Can you transcribe every record below exactly as it appears?

[begin Dataset records]

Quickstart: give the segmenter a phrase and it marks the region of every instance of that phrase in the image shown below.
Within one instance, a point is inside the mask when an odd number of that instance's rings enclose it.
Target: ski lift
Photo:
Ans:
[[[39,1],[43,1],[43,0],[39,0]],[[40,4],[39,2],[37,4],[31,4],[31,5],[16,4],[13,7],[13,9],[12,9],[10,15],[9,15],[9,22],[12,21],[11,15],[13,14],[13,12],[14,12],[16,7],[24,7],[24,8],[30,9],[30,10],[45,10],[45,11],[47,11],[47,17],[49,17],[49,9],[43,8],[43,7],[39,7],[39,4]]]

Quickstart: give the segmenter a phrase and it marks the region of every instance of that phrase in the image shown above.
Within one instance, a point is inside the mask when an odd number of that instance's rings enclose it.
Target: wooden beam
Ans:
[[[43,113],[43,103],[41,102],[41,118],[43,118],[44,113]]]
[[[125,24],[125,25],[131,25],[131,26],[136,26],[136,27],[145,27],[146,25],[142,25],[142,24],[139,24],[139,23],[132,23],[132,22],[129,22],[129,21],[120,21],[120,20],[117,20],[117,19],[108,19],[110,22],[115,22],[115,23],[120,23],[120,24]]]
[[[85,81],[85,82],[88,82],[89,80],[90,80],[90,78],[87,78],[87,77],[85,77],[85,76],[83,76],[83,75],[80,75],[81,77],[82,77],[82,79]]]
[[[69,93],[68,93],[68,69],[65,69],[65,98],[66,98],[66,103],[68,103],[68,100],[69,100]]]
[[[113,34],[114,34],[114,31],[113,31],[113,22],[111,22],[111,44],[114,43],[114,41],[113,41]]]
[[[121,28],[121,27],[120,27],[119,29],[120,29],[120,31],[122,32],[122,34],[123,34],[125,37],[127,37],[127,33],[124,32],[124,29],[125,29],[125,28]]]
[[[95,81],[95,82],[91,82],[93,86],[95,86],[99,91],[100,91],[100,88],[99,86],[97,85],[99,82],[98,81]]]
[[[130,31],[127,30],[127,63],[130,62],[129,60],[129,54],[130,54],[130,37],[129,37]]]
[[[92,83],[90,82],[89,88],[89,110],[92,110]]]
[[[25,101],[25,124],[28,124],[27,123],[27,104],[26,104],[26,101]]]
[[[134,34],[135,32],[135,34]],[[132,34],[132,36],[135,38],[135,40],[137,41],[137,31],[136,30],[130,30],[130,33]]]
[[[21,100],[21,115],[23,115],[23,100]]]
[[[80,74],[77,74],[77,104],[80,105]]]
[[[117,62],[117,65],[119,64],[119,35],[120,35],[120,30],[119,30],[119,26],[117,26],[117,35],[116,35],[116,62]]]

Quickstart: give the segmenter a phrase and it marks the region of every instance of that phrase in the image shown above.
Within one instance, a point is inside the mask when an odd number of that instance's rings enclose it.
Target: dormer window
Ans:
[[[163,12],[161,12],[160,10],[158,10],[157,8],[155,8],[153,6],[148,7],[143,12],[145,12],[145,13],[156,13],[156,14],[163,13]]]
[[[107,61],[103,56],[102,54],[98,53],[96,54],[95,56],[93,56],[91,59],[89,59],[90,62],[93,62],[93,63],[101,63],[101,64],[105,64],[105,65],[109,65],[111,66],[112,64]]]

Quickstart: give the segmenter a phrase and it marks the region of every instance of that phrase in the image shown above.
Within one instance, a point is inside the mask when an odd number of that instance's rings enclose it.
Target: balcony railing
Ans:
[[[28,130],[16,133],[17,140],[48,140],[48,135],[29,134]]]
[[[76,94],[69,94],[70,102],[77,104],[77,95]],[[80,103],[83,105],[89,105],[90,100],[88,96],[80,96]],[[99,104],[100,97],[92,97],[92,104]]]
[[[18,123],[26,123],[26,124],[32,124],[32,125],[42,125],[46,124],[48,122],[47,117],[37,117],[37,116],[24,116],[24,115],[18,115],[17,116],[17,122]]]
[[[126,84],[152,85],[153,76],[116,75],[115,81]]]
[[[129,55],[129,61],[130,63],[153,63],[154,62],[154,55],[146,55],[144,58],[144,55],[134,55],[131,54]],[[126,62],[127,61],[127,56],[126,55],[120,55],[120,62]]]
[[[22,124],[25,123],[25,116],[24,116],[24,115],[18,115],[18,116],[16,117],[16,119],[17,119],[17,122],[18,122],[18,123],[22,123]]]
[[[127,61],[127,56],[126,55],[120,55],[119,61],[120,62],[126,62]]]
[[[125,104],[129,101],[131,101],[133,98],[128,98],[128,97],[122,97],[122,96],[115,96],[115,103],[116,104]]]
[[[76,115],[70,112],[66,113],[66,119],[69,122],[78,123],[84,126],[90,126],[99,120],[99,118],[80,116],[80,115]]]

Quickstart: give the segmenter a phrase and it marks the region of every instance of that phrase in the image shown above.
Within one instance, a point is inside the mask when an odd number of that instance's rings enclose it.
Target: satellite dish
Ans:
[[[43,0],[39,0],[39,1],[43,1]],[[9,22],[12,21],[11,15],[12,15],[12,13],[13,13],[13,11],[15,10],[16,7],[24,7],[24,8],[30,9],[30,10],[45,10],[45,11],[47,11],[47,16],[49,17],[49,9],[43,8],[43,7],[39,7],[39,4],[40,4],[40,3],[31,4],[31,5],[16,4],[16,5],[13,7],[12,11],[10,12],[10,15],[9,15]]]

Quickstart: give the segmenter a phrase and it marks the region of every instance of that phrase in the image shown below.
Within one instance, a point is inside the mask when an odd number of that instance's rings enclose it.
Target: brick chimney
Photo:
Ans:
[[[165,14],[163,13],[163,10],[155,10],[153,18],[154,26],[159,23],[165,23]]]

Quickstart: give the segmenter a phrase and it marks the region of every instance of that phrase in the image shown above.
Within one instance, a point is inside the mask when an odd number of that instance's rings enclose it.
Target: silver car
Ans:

[end Dataset records]

### Task output
Quickstart: give the segmenter a phrase and it marks the region of every instance of that phrase in the image shown below.
Within one instance, a point is inside the mask when an odd number of that instance's rings enclose it.
Target: ski lift
Photo:
Ans:
[[[39,1],[43,1],[43,0],[39,0]],[[40,4],[39,2],[37,4],[31,4],[31,5],[16,4],[13,7],[13,9],[12,9],[10,15],[9,15],[9,22],[12,21],[11,15],[13,14],[13,12],[14,12],[16,7],[24,7],[24,8],[30,9],[30,10],[45,10],[45,11],[47,11],[47,17],[49,17],[49,9],[43,8],[43,7],[39,7],[39,4]]]

Quickstart: give the segmenter a phrase and it marks the region of every instance of that phrase in the image shown above.
Within one instance, a point is inside the mask when an odd number of that instance's rings enclose it.
Target: wooden beam
Ans:
[[[43,113],[43,103],[41,102],[41,118],[43,118],[44,113]]]
[[[125,24],[125,25],[131,25],[131,26],[136,26],[136,27],[145,27],[146,25],[142,25],[142,24],[139,24],[139,23],[132,23],[132,22],[129,22],[129,21],[120,21],[120,20],[117,20],[117,19],[108,19],[110,22],[115,22],[115,23],[120,23],[120,24]]]
[[[85,81],[85,82],[88,82],[89,80],[90,80],[90,78],[87,78],[87,77],[85,77],[85,76],[83,76],[83,75],[80,75],[81,77],[82,77],[82,79]]]
[[[69,93],[68,93],[68,69],[65,69],[65,98],[66,98],[66,103],[68,103],[68,100],[69,100]]]
[[[113,34],[114,34],[114,31],[113,31],[113,22],[111,22],[111,44],[114,43],[114,41],[113,41]]]
[[[121,28],[121,27],[120,27],[119,29],[120,29],[120,31],[122,32],[122,34],[123,34],[125,37],[127,37],[127,33],[124,32],[124,29],[125,29],[125,28]]]
[[[95,81],[95,82],[91,82],[93,86],[95,86],[99,91],[100,91],[100,88],[99,86],[97,85],[99,82],[98,81]]]
[[[130,31],[127,30],[127,63],[130,62],[129,60],[129,54],[130,54],[130,37],[129,37]]]
[[[92,83],[90,82],[89,88],[89,110],[92,110]]]
[[[25,101],[25,124],[28,124],[27,123],[27,104],[26,104],[26,101]]]
[[[134,34],[135,32],[135,34]],[[132,34],[132,36],[135,38],[135,40],[137,41],[137,31],[136,30],[130,30],[130,33]]]
[[[21,100],[21,115],[23,115],[23,100]]]
[[[80,74],[77,74],[77,104],[80,105]]]
[[[117,62],[117,65],[119,64],[119,35],[120,35],[120,30],[119,30],[119,26],[117,26],[117,35],[116,35],[116,62]]]

Quickstart: give the segmenter a phrase and it marks the region of every instance of that phrase in the image shown above.
Within one instance, a point is inside the mask when an odd number of that instance's rings enclose it.
Target: dormer window
Ans:
[[[163,12],[161,12],[160,10],[158,10],[157,8],[155,8],[153,6],[148,7],[143,12],[145,12],[145,13],[156,13],[156,14],[163,13]]]
[[[107,61],[103,56],[102,54],[98,53],[96,54],[95,56],[93,56],[91,59],[89,59],[90,62],[93,62],[93,63],[101,63],[101,64],[105,64],[105,65],[109,65],[111,66],[112,64]]]

Quickstart: give the segmenter a phrase and it marks the region of every instance of that phrase in the image shown above.
Within one instance, a point is inside the mask when an odd number of that instance's rings enclose it.
Target: balcony railing
Ans:
[[[28,130],[16,133],[17,140],[48,140],[48,135],[29,134]]]
[[[76,94],[69,94],[70,102],[77,104],[77,95]],[[80,103],[83,105],[89,105],[90,100],[88,96],[80,96]],[[99,104],[100,97],[92,97],[92,104]]]
[[[18,123],[26,123],[26,124],[32,124],[32,125],[42,125],[46,124],[48,122],[47,117],[37,117],[37,116],[24,116],[24,115],[18,115],[17,116],[17,122]]]
[[[126,84],[152,85],[153,76],[116,75],[115,81]]]
[[[129,55],[129,61],[130,63],[153,63],[154,62],[154,55],[146,55],[144,58],[144,55],[134,55],[131,54]],[[126,62],[127,61],[127,56],[126,55],[120,55],[120,62]]]
[[[22,124],[25,123],[25,116],[24,116],[24,115],[18,115],[18,116],[16,117],[16,119],[17,119],[17,122],[18,122],[18,123],[22,123]]]
[[[127,61],[127,56],[126,55],[120,55],[119,61],[120,62],[126,62]]]
[[[125,104],[129,101],[131,101],[133,98],[128,98],[128,97],[122,97],[122,96],[115,96],[115,103],[116,104]]]
[[[76,115],[70,112],[66,113],[66,119],[69,122],[78,123],[84,126],[90,126],[99,120],[99,118],[80,116],[80,115]]]

Quickstart: give the segmenter a phrase and it marks the region of every instance of that phrase in the image shown above.
Within one instance, a point is inside the mask when an odd number of that instance's rings enclose it.
Target: satellite dish
Ans:
[[[43,0],[39,0],[39,1],[43,1]],[[9,22],[12,21],[11,15],[12,15],[12,13],[13,13],[13,11],[15,10],[16,7],[24,7],[24,8],[30,9],[30,10],[45,10],[45,11],[47,11],[47,16],[49,17],[49,9],[43,8],[43,7],[39,7],[39,4],[40,4],[40,3],[31,4],[31,5],[16,4],[16,5],[13,7],[12,11],[10,12],[10,15],[9,15]]]

Quickstart: give the segmenter a phrase and it marks the region of every instance of that phrase in the image shown below.
Within one instance, a point is inside the mask when an odd number of that instance's rings enclose it.
Target: brick chimney
Photo:
Ans:
[[[165,14],[163,13],[163,10],[155,10],[153,18],[154,26],[159,23],[165,23]]]

Quickstart: give the segmenter a phrase and it marks the region of every instance of that phrase in the image shown above.
Within one instance, a point is inside the mask when an odd number of that instance's rings enclose it.
Target: silver car
Ans:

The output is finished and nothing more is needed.